| Document extract |
* * *

But then all the poems in this anthology work as a commentary on Shakespeare’s works by four feisty subcontinental women who can see the humor in their readings and display it in verse and make you part of their literary journey. This is good poetry and good criticism. Shakespeare is in their good books and this book will be a good addition to the Shakespearean library, to read in good times and bad.—Prof. GJV Prasad

This is a collection for our times – from four women poets who have taken on Shakespeare, and their love, during the pandemic. The fact that they were in conversation with each other about a literary figure and his works, and worked towards this anthology is evidence that we humans (at least the women) can work together during the toughest of times, times that push us and lock us into our own individual resources. We have the capacity to overcome anything.

They show too that we the former colonized can also overcome our own colonization, read the texts the colonizers were excessively proud of, read our own resistances and appropriations, think through it all, and come up with an anthology of poems that demonstrate that we can critique that we love, accept the love even as we can read the contexts that gave us that love, celebrate the love with joy and irony and humor and clear-sighted acceptance.

The four Shakespeare Walis, Shweta Garg, Shashikala Assella, Sureshika Piyasena, and Ipsita Sengupta, from two different countries (India and Sri Lanka), united by their education at the same university (Jawaharlal Nehru University, New Delhi), and their love for Shakespeare (which they must have developed earlier!), have their voices even if they write on the same topics. They write on women characters (with interesting twists – one making the boy actor ‘come out’ as Juliet), write on the ‘twisted’ men (of course), write (very appealing) appropriations, and in a final section called “Shakespearewalis to Shakespeare,” in a series of very funny poems, they comment on his plays, his characters, his writing, and him!

But then all the poems in this anthology work as a commentary on Shakespeare’s works by four feisty subcontinental women who can see the humor in their readings and display it in verse and make you part of their literary journey. This is good poetry and good criticism. Shakespeare is in their good books and this book will be a good addition to the Shakespearean library, to read in good times and bad.—Prof. GJV Prasad

Shweta Garg is an Artist and faculty at Humanities and Social Sciences at DA-IICT. A former Fulbright scholar, she has degrees in English literature from Gujarat University, JNU and IIT Roorkee.

Shashikala Assella is a Senior Lecturer teaching English literature at the Department of English, University of Kelaniya. Her main research and teaching are on postcolonial literature, women’s writing and science fiction while her continuing interest in popular culture, especially audiovisual productions from a global cultural arena, makes her watch too many movies and other cultural productions.

* * *

| Study material |
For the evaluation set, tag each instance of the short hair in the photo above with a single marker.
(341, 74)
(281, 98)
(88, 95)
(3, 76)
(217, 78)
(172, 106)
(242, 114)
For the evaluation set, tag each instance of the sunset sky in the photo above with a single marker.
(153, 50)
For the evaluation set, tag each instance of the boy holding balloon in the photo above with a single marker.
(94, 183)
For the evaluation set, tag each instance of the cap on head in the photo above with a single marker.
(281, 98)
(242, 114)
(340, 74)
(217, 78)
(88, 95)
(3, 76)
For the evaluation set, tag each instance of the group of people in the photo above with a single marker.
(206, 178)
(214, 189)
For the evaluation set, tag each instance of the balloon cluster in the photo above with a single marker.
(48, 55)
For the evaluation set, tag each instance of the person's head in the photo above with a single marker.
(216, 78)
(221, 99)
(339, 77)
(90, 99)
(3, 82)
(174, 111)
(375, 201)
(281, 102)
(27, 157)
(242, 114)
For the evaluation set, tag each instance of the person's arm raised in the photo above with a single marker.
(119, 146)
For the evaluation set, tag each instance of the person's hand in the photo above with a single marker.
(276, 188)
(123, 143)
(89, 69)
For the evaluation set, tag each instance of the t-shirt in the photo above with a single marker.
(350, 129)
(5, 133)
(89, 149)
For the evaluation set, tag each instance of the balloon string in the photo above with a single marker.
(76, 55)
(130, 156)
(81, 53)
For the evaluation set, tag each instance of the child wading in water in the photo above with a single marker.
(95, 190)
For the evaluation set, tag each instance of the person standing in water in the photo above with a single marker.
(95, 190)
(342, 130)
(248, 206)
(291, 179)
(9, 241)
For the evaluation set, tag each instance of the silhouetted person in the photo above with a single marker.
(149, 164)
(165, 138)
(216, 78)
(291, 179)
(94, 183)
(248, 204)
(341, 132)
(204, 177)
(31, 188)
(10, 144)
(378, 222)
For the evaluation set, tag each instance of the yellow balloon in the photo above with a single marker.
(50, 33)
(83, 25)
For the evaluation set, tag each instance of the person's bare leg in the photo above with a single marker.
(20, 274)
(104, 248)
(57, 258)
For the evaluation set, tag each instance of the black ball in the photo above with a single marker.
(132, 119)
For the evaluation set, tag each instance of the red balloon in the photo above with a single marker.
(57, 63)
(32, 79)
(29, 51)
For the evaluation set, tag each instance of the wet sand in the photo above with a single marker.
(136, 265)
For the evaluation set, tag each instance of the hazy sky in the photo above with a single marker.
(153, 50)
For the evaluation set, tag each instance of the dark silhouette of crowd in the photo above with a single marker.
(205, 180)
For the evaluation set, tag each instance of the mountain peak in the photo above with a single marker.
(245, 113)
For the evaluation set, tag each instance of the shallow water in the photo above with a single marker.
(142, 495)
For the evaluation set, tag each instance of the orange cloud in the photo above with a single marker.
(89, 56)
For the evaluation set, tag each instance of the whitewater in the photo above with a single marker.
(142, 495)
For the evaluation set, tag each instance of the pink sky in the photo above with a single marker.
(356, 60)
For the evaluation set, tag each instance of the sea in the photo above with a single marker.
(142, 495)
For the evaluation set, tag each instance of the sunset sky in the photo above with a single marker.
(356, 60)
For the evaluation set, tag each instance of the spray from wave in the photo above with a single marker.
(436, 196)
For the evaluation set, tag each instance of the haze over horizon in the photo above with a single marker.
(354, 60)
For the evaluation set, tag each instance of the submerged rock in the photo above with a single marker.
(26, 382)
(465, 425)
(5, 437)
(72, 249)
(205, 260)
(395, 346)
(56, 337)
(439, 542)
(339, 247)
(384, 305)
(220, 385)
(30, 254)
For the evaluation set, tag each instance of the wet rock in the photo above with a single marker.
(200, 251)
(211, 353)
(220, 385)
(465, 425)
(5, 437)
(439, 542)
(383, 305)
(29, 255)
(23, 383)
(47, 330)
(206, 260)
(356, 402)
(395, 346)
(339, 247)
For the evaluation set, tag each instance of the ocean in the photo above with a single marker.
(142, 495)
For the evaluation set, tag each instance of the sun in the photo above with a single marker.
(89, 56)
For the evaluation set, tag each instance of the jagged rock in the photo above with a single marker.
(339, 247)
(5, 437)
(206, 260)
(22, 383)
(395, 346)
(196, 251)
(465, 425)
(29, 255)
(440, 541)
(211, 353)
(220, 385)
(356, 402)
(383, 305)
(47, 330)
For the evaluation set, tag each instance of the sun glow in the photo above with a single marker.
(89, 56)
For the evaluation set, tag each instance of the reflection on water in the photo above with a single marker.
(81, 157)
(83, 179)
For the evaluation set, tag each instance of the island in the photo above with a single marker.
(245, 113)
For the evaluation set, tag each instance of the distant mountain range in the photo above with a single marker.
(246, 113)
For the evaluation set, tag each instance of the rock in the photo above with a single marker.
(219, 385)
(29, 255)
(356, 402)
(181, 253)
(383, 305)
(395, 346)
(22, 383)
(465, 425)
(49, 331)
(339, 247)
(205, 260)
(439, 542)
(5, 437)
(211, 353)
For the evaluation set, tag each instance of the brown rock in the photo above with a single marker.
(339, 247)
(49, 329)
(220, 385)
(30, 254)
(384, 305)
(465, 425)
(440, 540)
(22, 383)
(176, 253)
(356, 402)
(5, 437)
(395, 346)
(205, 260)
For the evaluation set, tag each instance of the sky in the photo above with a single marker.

* * *

| Required action A |
Repeat word for word the part of the text about the Shakespeare anthology starting with "This is a collection" and going on through "to overcome anything.".
| Required action B |
Turn the paragraph of the text about the Shakespeare anthology that begins "The four Shakespeare Walis" into a short list, keeping its main facts.
Rely only on the text about the Shakespeare anthology.

| Result A |
This is a collection for our times – from four women poets who have taken on Shakespeare, and their love, during the pandemic. The fact that they were in conversation with each other about a literary figure and his works, and worked towards this anthology is evidence that we humans (at least the women) can work together during the toughest of times, times that push us and lock us into our own individual resources. We have the capacity to overcome anything.

| Result B |
- The four Shakespeare Walis are Shweta Garg, Shashikala Assella, Sureshika Piyasena and Ipsita Sengupta.
- They come from two countries, India and Sri Lanka.
- They studied at the same university, Jawaharlal Nehru University, New Delhi, and share a love for Shakespeare.
- Each keeps her own voice, even when they write on the same topics.
- They write about women characters, with twists such as one poem where the boy actor "comes out" as Juliet.
- They also write about the "twisted" men and write appropriations.
- A final section, "Shakespearewalis to Shakespeare," holds funny poems commenting on his plays, his characters, his writing and him.